| Exercise directions |
Copy every item below word for word, leaving out the pictures.

— Start Dataset extract —

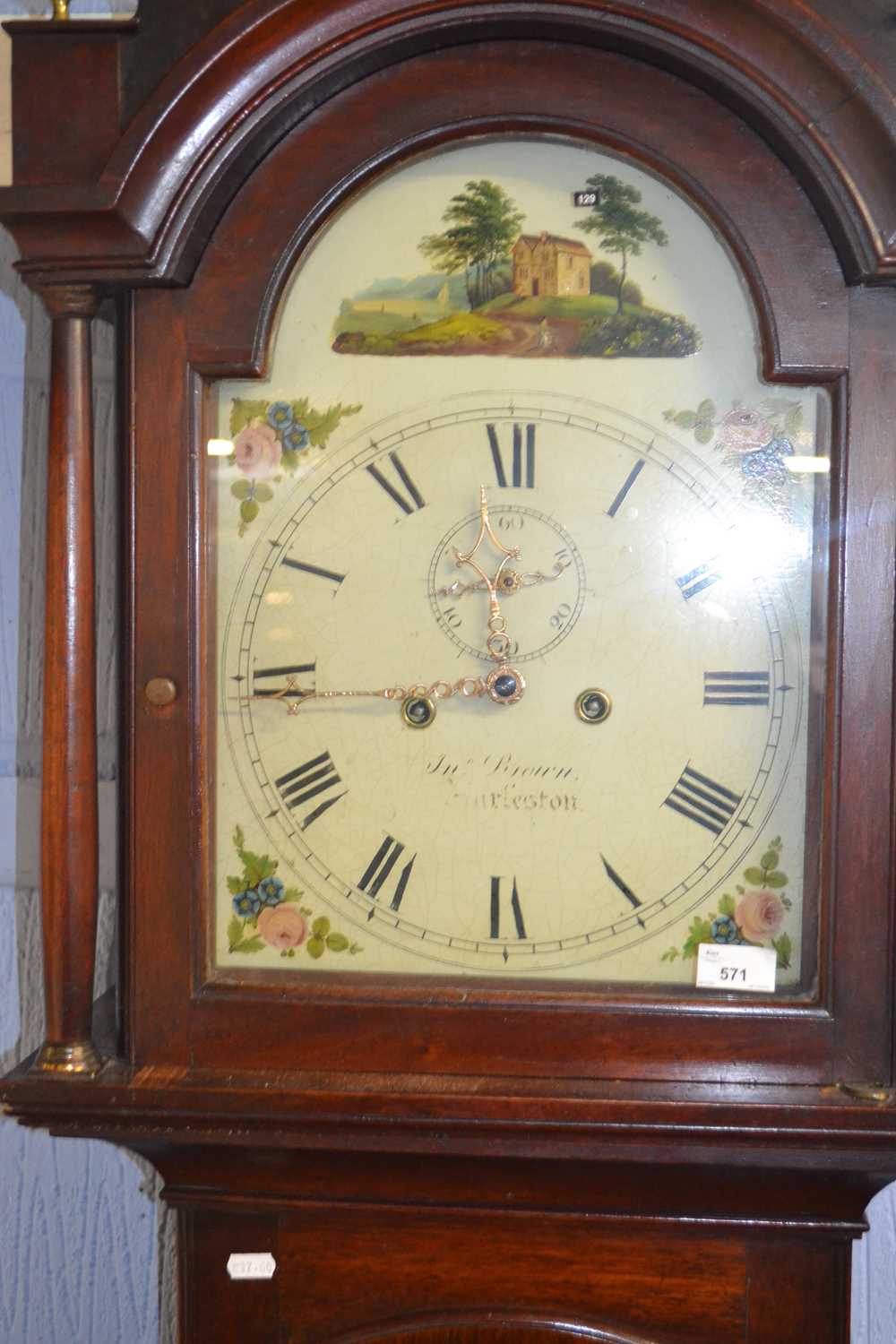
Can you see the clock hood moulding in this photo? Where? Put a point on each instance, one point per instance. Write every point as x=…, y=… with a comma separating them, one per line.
x=147, y=215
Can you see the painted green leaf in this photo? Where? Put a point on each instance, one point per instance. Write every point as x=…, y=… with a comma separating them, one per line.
x=250, y=945
x=783, y=948
x=322, y=425
x=794, y=419
x=258, y=866
x=242, y=413
x=700, y=932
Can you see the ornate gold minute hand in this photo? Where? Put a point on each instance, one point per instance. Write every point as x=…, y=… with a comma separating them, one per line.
x=497, y=642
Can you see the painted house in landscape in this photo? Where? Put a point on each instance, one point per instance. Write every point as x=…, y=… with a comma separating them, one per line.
x=546, y=265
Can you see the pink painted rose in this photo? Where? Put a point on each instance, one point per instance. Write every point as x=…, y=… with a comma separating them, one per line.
x=759, y=916
x=258, y=451
x=282, y=926
x=745, y=432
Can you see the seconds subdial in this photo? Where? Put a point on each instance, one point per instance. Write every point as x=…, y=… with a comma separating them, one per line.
x=544, y=589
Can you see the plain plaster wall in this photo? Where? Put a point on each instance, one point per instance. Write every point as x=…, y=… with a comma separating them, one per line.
x=86, y=1249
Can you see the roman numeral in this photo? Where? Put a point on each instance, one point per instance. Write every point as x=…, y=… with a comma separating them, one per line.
x=495, y=911
x=394, y=494
x=308, y=781
x=517, y=456
x=697, y=580
x=621, y=884
x=704, y=801
x=314, y=569
x=626, y=486
x=379, y=870
x=292, y=691
x=735, y=688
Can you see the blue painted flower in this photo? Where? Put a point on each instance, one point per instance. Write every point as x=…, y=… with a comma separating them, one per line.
x=280, y=416
x=724, y=929
x=296, y=437
x=271, y=892
x=247, y=903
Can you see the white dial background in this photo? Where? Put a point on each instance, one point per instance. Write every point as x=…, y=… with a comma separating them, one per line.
x=608, y=831
x=613, y=835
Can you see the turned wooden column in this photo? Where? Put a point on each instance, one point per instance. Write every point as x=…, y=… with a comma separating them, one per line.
x=69, y=844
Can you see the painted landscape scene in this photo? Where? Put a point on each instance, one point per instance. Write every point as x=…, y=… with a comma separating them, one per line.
x=498, y=285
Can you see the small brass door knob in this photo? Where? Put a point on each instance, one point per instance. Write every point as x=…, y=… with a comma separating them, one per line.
x=160, y=691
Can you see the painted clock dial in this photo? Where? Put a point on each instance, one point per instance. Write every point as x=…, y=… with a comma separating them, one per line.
x=516, y=591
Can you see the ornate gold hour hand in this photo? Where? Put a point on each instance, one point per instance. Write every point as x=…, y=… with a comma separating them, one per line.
x=511, y=581
x=418, y=701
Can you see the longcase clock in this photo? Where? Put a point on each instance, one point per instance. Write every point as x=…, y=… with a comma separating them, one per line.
x=506, y=941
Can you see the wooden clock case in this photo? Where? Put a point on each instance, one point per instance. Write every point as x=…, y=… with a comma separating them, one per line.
x=452, y=1163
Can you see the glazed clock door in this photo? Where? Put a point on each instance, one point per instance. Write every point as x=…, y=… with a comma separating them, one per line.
x=514, y=642
x=517, y=663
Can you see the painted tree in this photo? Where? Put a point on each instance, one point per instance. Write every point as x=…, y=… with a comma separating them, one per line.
x=484, y=223
x=621, y=228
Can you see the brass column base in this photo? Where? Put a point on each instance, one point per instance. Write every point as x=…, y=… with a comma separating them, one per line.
x=78, y=1059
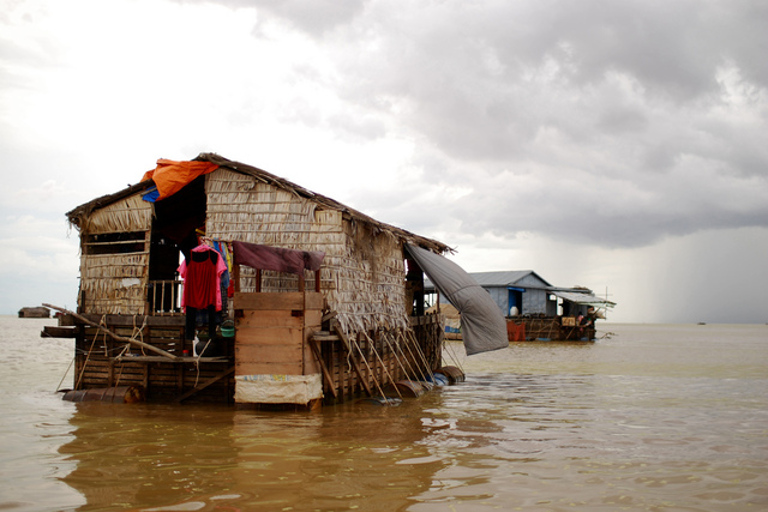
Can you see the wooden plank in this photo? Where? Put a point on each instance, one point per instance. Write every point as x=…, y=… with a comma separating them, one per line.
x=160, y=359
x=205, y=384
x=270, y=336
x=269, y=354
x=256, y=319
x=262, y=301
x=314, y=300
x=326, y=373
x=352, y=358
x=267, y=369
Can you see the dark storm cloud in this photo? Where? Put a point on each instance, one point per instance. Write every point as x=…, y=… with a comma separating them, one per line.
x=639, y=120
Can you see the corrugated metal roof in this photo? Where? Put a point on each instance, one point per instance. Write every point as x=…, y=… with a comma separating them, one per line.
x=501, y=279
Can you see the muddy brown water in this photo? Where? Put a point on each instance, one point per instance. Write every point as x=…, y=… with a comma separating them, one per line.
x=657, y=418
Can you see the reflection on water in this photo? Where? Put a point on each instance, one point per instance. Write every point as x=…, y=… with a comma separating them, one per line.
x=659, y=418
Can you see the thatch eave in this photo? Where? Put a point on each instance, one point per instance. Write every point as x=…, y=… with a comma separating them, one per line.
x=78, y=214
x=324, y=201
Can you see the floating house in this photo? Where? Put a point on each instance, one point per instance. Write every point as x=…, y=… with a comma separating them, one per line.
x=35, y=312
x=312, y=302
x=537, y=310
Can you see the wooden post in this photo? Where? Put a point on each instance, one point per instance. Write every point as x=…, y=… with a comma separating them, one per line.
x=348, y=347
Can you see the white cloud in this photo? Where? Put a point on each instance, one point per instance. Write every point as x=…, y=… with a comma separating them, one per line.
x=621, y=135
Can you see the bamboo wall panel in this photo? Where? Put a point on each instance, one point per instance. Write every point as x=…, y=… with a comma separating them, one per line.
x=126, y=215
x=362, y=273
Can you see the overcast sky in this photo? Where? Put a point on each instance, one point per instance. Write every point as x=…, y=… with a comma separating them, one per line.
x=618, y=145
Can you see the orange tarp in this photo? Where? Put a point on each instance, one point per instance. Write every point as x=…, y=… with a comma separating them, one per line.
x=171, y=176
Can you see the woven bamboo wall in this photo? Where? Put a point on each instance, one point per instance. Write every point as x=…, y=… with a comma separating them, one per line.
x=362, y=274
x=126, y=215
x=116, y=283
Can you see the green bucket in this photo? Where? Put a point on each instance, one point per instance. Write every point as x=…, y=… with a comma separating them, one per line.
x=228, y=329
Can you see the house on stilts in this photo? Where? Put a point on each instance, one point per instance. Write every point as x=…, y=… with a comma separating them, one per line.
x=312, y=301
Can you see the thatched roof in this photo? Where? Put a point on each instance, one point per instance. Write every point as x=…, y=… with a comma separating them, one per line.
x=79, y=214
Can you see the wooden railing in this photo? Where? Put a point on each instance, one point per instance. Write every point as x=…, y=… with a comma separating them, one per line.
x=164, y=297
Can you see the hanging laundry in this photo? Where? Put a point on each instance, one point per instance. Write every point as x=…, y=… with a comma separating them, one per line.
x=202, y=274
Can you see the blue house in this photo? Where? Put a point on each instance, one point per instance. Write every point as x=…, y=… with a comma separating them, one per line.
x=524, y=292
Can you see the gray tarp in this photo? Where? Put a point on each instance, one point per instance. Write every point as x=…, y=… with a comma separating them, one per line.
x=483, y=327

— End Dataset extract —

| Reply to the task |
Can you see the clock hood moulding in this photo? Where? Put a point on each instance, one point per instance. Write every point as x=…, y=… with a comma separating them, one per line.
x=147, y=215
Can you see the painted green leaf in this photo? Where? Put a point on each instance, one point per instance. Write every point as x=…, y=… with a comma separating them, one per line.
x=250, y=945
x=783, y=948
x=322, y=425
x=794, y=419
x=258, y=866
x=242, y=413
x=700, y=932
Can you see the ornate gold minute hand in this photo? Where? Put a point on each instance, one point per instance. Write every point as x=…, y=… with a comma separating them, one per line.
x=497, y=642
Can you see the painted house in landscape in this photo? Where? Put a point on each instance, one point per instance. Write every point as x=…, y=… with a comma separating them, one per line.
x=546, y=265
Can you see the pink painted rose in this photo? Where? Put a point on each instance, one point per instance. Write every point as x=…, y=… with a comma separating them, one per line.
x=759, y=916
x=258, y=451
x=282, y=926
x=745, y=432
Can you see the seconds subdial in this photo? Where? Put a point on each instance, one point per instance. Write every point as x=…, y=… with a comma separating them, one per line.
x=544, y=589
Can you see the plain plaster wall in this photo? Where? Put a point on each instance, one point per instance. Write every point as x=…, y=… with a comma separating them, one per line.
x=86, y=1249
Can you see the roman numeral in this photo? Where? Put a point on each instance, one point per instance. Write every point as x=…, y=… with a comma separating them, one per line.
x=495, y=911
x=394, y=494
x=308, y=781
x=517, y=456
x=697, y=580
x=621, y=884
x=704, y=801
x=314, y=569
x=626, y=486
x=379, y=870
x=292, y=691
x=735, y=688
Can you see the blue painted flower in this photo? Where? Put a point on each instance, one point per instance. Write every point as x=…, y=… with a comma separating them, one per line.
x=280, y=416
x=724, y=929
x=296, y=437
x=271, y=892
x=247, y=903
Can you see the white dial background in this photo? Where? Put a point on each instance, one point per instance. Write every point as x=…, y=… with a comma separating them, one per line.
x=608, y=831
x=613, y=835
Can you see the turned wooden column in this photo? Where? Put a point on each instance, one point per instance. Write every point as x=…, y=… with a comma separating them, one per line.
x=69, y=844
Can you see the painted landscape scene in this photo? Where? Put a point on each instance, one point per instance. Write every point as x=…, y=… with a comma separating them, one per line.
x=498, y=285
Can you see the small brass door knob in this photo? Where? Put a point on each instance, one point per instance. Write every point as x=…, y=… with a comma separating them, one per line.
x=160, y=691
Can you see the painted clock dial in this photo? Where? Put a point on each instance, one point per instance. Write every point as x=…, y=… with a comma separating them, one per line.
x=516, y=591
Can you see the ornate gold hour hand in this photo? Where? Put a point on each instance, one point per instance. Write every point as x=…, y=… with a comma separating them, one per line.
x=511, y=581
x=418, y=701
Can you see the longcase clock in this photo? Where? Put a point on each instance, one point per instance. Write every point as x=…, y=… with a comma separating them, one per line.
x=506, y=941
Can you see the wooden clock case in this photo? Where? Put a point on each instance, one point per instance. Write every point as x=…, y=… with a comma separating them, one per line.
x=452, y=1163
Can you see the glazed clock door in this photo? Where? Put a point on each instance, one point per instance. Write every point as x=…, y=… with a comma separating them, one per line.
x=514, y=642
x=517, y=663
Can you see the painted tree in this photo? Where? Put a point on each instance, one point per instance. Write every point as x=…, y=… with a comma separating them, one per line.
x=484, y=223
x=621, y=228
Can you see the brass column base in this photo? Where? Put a point on each instance, one point per instance. Write every point as x=…, y=… with a comma separating them, one per line.
x=78, y=1059
Can you see the wooden plank in this photo? Where? Put a point on each instance, one point per instance. Write every point as x=…, y=… with a comma separating them, one per line.
x=160, y=359
x=205, y=384
x=270, y=336
x=269, y=354
x=256, y=319
x=262, y=301
x=314, y=300
x=326, y=373
x=352, y=358
x=267, y=369
Can you see the dark storm cloud in this photo? Where? Put a point on each instance, one point per instance. Write every point as x=…, y=… with a comma separating them, one per line.
x=639, y=120
Can you see the corrugated metal roof in this photo? Where? Put a point on each instance, one point per instance. Write every point as x=…, y=… with a comma separating them, one per line.
x=501, y=279
Can you see the muddy brown water in this photo? Where? Put a point on each instance, one point per instance. Write every point as x=…, y=… with a comma separating them, one per line.
x=657, y=418
Can you see the reflection on water in this photo? Where? Put a point on each instance, one point per instance. Write every point as x=…, y=… with a comma separating them, one per line.
x=659, y=418
Can you see the thatch eave in this photo? Where? Put a point on each instance, one point per instance. Write every point as x=…, y=… with a comma separating them, one per line.
x=78, y=214
x=324, y=201
Can you see the floating house in this photo? Where? Put a point on each instance, one point per instance. Write every point as x=…, y=… with a comma separating them, one per line.
x=35, y=312
x=312, y=302
x=537, y=310
Can you see the wooden post in this photo? Where? Put a point on each instance, one point per instance. Write every point as x=…, y=… with a comma separating them, one per line.
x=348, y=347
Can you see the white cloud in this photo? Where? Put a point on each instance, one point per instance. Write every point as x=…, y=… with a comma separating them, one per line.
x=621, y=135
Can you see the bamboo wall panel in this photo? Where? Put a point on each instance, one point per instance. Write every point as x=…, y=… with a comma separating them, one per line.
x=126, y=215
x=362, y=273
Can you see the overcast sky in this photo? Where? Put a point on each instance, one point per instance. Write every point as x=…, y=… with a comma separating them, one per line.
x=618, y=145
Can you see the orange tarp in this photo? Where? Put a point on each instance, one point per instance. Write every point as x=…, y=… with a comma separating them, one per line.
x=171, y=176
Can you see the woven bamboo wall in this photo? Where? Put a point on each instance, one point per instance. Write every point as x=…, y=… with a comma separating them, one per line.
x=362, y=274
x=126, y=215
x=116, y=283
Can you see the green bucket in this photo? Where? Put a point on each instance, one point per instance. Write every point as x=…, y=… with a comma separating them, one per line.
x=228, y=329
Can you see the house on stilts in this photo? Where? Put a point on each instance, one point per instance. Write every point as x=…, y=… with a comma separating them, one per line.
x=312, y=301
Can you see the thatched roof in this photo? Where? Put a point on each instance, one point per instance. Write every point as x=…, y=… with a comma separating them, one per line.
x=79, y=214
Can you see the wooden railing in this photo? Where? Put a point on each instance, one point per instance. Write every point as x=…, y=… with a comma separating them, one per line.
x=164, y=297
Can you see the hanging laundry in this photo? Where? Put a point on each instance, one point per instance. Write every point as x=…, y=… with a comma separating them, one per line.
x=202, y=274
Can you see the blue house in this photo? Where? Put a point on each instance, one point per instance. Write every point as x=…, y=… with a comma separating them, one per line.
x=524, y=292
Can you see the gray tarp in this photo? Where? Put a point on each instance, one point per instance. Write every point as x=…, y=… with a comma separating them, one per line.
x=483, y=327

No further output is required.